== PASSAGE ==
>> Begin

Tuesday, 03/02/2010 12:12:44 AM

Tuesday, March 02, 2010 12:12:44 AM

Post# of 648882
BL: Asia Stocks Rise on Improving Economic Outlook; Pound Drops for Sixth Day

By Linus Chua and Weiyi Lim

March 2 (Bloomberg) -- Asian stocks rose to the highest in five weeks as gains in U.S. consumer spending, South Korean exports and lower unemployment in Japan signal faster economic growth. The Australian dollar traded near a one-week high.

The MSCI Asia Pacific Index added 0.3 percent to 119.33 as of 1:25 p.m. in Tokyo, the highest since Jan. 26, and the cost of protecting bonds in the region from default fell. The so- called Aussie climbed after the central bank raised interest rates. The pound dropped for a sixth day versus the dollar, and futures on the Standard & Poor’s 500 Index declined 0.1 percent.

U.S. consumer spending and South Korean exports increased for a fourth straight month, while Japan’s unemployment rate unexpectedly slid in January, one of the first signs that a rebound in overseas shipments is benefitting workers. The data lifted investor optimism for stable economic growth.

“We are expecting global recovery to come through, and this should be a reasonable backdrop for stocks,” said Shane Oliver, Sydney-based head of investment strategy at AMP Capital Investors, which oversees $90 billion. “Economic indicators have been consistent, showing a gradual recovery.”

South Korea’s Kospi Index climbed 1.1 percent. Taiwan’s Taiex rose 0.5 percent. New Zealand’s NZX 50 Index advanced 0.6 percent.

Hon Hai Precision Industry Co., an Apple Inc. supplier, climbed 2.3 percent in Taipei. Li & Fung Ltd., a Hong Kong trading company that sells goods to Wal-Mart Stores Inc. and Target Corp., rose 2.6 percent.

>> End

== MATERIAL ==
>> Begin

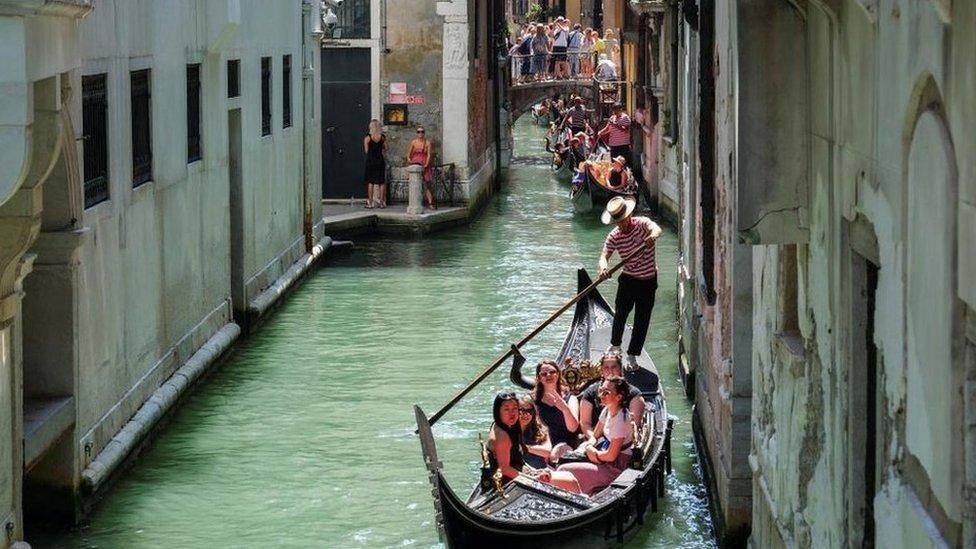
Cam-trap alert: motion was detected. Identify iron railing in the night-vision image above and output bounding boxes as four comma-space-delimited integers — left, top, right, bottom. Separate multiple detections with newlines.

>> End

== REQUESTS ==
- 1) Copy out the stretch of the Asian stocks report from "By Linus Chua" through "a one-week high.".
- 2) Answer these questions from the Asian stocks report, one answer per line:
(a) By how much did the MSCI Asia Pacific Index rise, and to what level?
(b) How much money does AMP Capital Investors oversee?
(c) By how much did Hon Hai Precision Industry Co. climb in Taipei?
- 3) Carry on the Asian stocks report from its last sentence.

== ANSWERS BELOW ==
- 1)
By Linus Chua and Weiyi Lim

March 2 (Bloomberg) -- Asian stocks rose to the highest in five weeks as gains in U.S. consumer spending, South Korean exports and lower unemployment in Japan signal faster economic growth. The Australian dollar traded near a one-week high.

- 2)
(a) It rose 0.3 percent, to 119.33.
(b) $90 billion.
(c) 2.3 percent.

- 3)
Technology Stocks

Technology companies gained the most among the 10 industry groups in the MSCI Asia Pacific Index. South Korea’s Samsung Electronics Co., the world’s biggest maker of computer memory chips, climbed 3.2 percent in Seoul. Toshiba Corp., Japan’s biggest memory-chip maker, rose 1.6 percent in Tokyo. Taiwan Semiconductor Manufacturing Co., the world’s biggest maker of customized chips, gained 0.5 percent.

Hong Kong’s Hang Seng Index lost 0.7 percent, led by HSBC Holdings Plc, which slumped 6.4 percent to HK$80.85 after the bank reported lower-than-estimated profit.

Australia’s S&P/ASX 200 Index pared gains of as much as 0.6 percent, rising 0.1 percent after the rate increase. The Australian dollar briefly climbed to 90.31 U.S. cents, its strongest since Feb. 23, after the decision which was forecast by 14 of 19 economists in a Bloomberg survey. The currency was little changed, trading 89.89 cents.

Bond Risk Falls

The cost of protecting bonds in the Asia-Pacific region from default fell. The Markit iTraxx Australia index dropped 2 basis points to 89.5, according to Citigroup Inc. The Markit iTraxx Japan index lost 2 basis points to 140, Morgan Stanley prices show. The Markit iTraxx Asia index of 50 investment-grade borrowers outside Japan fell 1.5 basis points to 109 basis points, according to Citigroup Inc. Credit-default swap indexes are benchmarks for protecting bonds against default, and a drop shows improving perceptions of credit quality.

“The market is becoming comfortable that the U.S. recovery is in place,” said Tim Schroeders, who helps manage about $1.1 billion at Pengana Capital Ltd. in Melbourne. “There is still a pervading caution given the volatility in markets.”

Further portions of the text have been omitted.